* Directions for this task: Show every line of the data below that contains the word "dense", copying each such line in full.

* Supplied data:

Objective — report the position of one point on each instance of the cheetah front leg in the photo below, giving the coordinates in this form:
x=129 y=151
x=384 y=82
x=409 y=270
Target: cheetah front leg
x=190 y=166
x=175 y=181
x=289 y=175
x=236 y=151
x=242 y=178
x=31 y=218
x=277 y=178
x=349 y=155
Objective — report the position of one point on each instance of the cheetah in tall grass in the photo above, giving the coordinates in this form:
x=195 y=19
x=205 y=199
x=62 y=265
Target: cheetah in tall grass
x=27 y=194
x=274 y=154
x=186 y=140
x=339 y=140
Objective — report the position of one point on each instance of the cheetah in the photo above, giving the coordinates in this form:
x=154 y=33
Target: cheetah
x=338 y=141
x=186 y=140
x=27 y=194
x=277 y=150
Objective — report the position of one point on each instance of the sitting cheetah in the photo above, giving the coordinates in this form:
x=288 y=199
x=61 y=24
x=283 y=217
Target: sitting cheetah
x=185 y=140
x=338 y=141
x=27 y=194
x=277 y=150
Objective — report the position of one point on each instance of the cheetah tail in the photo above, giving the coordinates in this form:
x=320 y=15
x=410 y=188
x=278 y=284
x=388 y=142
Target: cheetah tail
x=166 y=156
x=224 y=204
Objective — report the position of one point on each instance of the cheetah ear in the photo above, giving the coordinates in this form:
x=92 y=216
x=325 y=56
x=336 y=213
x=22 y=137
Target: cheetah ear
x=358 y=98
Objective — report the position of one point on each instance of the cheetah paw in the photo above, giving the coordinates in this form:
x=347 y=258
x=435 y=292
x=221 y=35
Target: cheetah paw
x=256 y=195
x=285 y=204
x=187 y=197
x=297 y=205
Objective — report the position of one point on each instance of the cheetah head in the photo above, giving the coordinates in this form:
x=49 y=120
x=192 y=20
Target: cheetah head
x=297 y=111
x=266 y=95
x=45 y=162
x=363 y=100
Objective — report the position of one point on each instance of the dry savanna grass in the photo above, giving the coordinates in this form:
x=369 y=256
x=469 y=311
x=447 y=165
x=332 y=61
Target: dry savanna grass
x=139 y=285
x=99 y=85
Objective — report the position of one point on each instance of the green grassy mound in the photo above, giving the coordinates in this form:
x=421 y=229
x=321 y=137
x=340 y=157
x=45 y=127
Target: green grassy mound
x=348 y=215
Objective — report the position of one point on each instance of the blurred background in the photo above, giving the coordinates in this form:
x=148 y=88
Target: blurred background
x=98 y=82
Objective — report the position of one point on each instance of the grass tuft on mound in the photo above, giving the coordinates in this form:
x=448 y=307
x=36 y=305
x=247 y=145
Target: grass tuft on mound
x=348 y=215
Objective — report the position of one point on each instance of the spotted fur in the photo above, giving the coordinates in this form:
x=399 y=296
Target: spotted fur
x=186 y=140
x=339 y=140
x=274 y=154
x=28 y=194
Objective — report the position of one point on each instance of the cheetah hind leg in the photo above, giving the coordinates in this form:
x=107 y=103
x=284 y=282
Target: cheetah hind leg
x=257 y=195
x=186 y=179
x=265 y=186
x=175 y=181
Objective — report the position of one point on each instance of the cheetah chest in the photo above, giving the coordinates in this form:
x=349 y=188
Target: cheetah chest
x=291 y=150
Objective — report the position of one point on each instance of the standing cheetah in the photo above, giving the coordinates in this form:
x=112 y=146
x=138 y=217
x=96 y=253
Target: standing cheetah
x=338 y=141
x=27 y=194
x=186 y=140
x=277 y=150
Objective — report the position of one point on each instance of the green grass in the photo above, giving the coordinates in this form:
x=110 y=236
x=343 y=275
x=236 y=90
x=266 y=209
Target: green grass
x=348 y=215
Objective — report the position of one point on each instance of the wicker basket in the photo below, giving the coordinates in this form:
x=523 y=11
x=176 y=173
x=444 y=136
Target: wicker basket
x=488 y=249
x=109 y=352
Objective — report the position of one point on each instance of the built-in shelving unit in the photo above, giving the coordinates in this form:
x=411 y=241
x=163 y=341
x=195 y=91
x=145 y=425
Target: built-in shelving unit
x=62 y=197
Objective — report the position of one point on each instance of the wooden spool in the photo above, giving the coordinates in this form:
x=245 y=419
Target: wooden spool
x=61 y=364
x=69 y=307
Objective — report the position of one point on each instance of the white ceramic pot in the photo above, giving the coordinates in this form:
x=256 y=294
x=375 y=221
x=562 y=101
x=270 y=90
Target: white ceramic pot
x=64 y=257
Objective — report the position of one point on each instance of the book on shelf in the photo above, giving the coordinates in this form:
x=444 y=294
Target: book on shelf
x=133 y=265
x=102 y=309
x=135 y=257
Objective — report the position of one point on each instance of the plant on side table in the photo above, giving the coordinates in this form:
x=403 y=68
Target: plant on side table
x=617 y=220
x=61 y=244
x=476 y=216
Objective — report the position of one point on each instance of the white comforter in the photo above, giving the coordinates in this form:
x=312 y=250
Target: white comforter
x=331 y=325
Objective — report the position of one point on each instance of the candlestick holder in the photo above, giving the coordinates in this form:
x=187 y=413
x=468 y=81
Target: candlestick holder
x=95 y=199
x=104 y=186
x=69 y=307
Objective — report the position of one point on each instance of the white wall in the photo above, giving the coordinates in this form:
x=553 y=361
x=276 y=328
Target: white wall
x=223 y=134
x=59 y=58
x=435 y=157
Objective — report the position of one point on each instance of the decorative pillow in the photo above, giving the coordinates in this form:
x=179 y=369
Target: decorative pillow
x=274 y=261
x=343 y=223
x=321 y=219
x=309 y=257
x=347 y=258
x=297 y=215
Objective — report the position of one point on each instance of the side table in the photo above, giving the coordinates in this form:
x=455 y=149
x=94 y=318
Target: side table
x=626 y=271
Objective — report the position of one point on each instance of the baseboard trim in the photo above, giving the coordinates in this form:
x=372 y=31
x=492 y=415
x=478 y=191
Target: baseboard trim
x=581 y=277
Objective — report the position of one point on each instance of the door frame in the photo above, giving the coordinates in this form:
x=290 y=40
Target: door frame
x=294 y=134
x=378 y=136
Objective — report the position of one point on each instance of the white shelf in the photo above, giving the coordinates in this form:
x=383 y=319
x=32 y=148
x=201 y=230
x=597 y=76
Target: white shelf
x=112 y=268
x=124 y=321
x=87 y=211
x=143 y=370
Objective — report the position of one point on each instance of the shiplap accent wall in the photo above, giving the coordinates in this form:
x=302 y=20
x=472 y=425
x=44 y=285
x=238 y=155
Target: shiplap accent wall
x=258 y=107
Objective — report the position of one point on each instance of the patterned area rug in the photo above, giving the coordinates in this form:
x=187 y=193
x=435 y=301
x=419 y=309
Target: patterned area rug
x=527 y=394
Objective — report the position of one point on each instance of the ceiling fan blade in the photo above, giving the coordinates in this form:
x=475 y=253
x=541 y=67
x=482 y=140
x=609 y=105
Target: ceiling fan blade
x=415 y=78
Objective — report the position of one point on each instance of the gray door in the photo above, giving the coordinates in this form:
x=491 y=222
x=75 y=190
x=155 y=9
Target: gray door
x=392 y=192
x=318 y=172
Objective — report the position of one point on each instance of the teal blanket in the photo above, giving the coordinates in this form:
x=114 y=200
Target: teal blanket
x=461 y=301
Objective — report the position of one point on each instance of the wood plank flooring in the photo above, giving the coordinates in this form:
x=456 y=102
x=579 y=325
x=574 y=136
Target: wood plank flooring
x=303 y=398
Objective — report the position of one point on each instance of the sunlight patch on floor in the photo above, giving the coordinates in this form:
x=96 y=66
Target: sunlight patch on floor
---
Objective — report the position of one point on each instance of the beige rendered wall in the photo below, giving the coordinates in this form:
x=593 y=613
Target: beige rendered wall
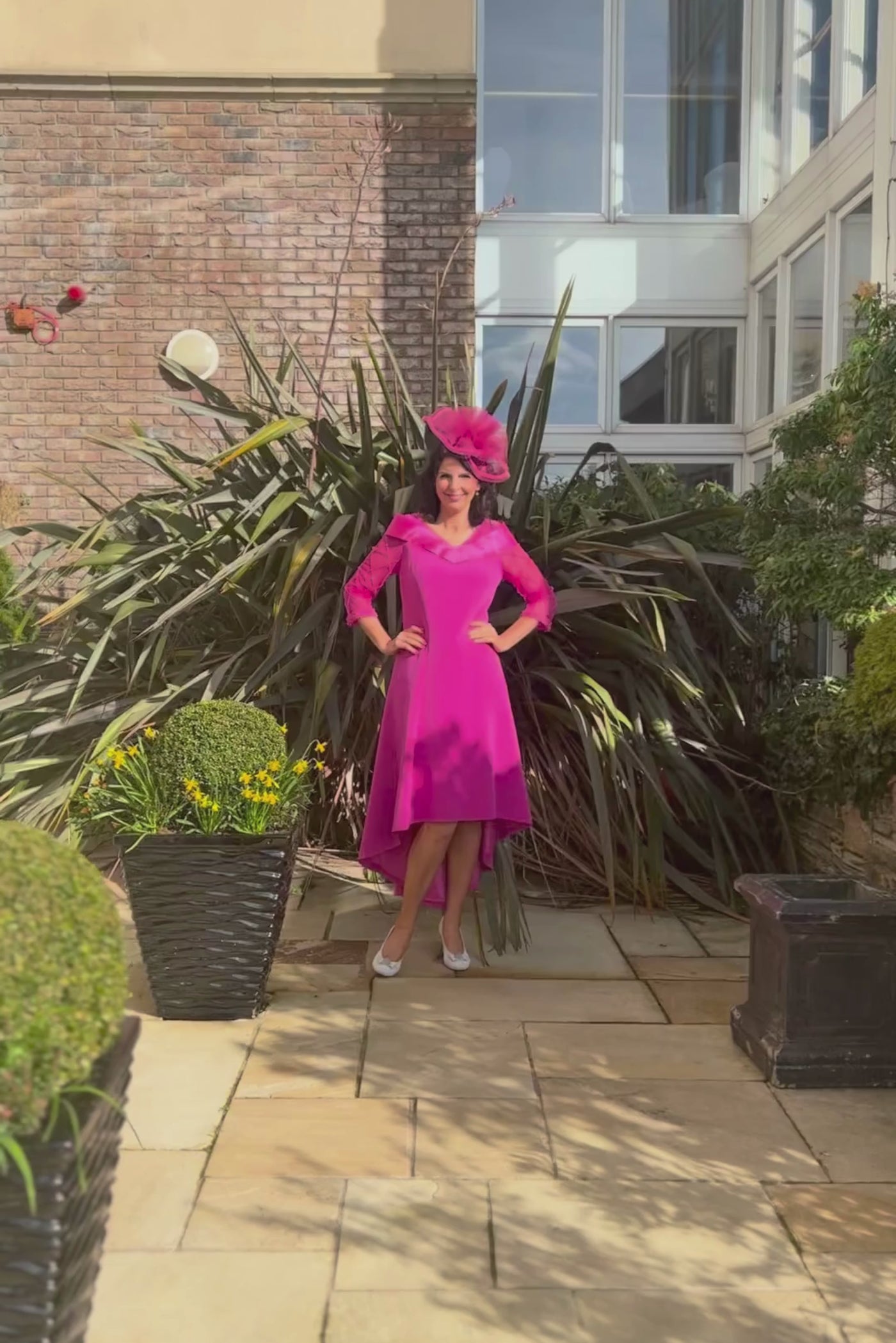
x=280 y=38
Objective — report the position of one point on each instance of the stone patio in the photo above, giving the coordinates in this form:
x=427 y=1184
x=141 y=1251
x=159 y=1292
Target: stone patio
--
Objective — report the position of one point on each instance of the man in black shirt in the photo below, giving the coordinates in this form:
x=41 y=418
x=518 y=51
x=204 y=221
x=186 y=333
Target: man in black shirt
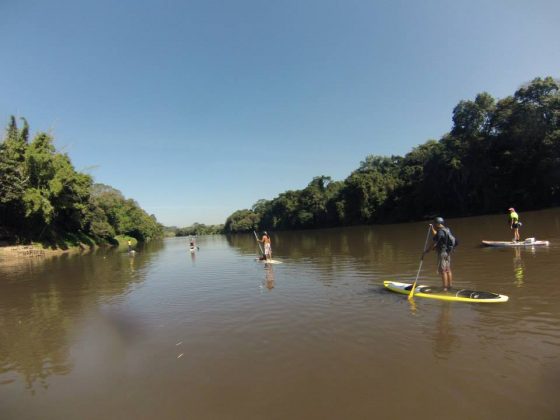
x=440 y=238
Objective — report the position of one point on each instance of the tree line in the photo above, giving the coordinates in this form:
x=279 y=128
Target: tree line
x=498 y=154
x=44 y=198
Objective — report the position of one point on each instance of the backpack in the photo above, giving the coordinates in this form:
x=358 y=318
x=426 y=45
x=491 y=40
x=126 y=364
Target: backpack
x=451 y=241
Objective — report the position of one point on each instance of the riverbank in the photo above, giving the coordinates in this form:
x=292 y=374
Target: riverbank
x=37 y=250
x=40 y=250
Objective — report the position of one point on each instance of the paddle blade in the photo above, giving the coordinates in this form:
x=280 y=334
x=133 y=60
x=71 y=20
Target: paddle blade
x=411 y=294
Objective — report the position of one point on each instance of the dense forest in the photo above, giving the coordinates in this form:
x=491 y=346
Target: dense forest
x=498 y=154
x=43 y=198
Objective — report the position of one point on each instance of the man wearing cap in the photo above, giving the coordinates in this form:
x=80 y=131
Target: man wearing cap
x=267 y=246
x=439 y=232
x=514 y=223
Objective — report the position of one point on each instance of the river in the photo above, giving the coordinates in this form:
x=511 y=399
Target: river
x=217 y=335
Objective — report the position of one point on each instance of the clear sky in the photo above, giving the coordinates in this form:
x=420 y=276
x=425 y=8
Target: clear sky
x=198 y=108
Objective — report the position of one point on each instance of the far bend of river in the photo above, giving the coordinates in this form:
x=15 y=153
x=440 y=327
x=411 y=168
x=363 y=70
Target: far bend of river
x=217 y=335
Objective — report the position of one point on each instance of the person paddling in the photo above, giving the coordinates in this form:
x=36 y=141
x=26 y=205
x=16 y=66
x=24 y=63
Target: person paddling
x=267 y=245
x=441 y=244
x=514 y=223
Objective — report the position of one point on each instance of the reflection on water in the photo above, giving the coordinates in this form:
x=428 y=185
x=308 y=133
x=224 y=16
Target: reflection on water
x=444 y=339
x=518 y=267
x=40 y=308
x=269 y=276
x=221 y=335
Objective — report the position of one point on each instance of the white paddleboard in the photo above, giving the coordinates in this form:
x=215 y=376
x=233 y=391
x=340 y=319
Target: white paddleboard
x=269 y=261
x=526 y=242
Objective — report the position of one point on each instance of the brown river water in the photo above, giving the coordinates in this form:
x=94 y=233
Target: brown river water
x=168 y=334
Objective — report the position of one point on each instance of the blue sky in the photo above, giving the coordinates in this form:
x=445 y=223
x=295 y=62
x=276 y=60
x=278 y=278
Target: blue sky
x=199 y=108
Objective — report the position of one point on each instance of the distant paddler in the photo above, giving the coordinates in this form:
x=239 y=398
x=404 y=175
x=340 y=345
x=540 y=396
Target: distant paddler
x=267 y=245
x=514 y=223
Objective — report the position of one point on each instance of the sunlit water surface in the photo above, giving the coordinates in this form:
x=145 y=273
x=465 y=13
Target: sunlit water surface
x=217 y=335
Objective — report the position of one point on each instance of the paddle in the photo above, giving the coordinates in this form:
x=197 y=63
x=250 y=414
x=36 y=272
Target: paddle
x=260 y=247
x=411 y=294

* Answer to this problem:
Objective — report the position of one point on each instance of the dense forest in the photo above, giving the coordinates in this form:
Target: dense forest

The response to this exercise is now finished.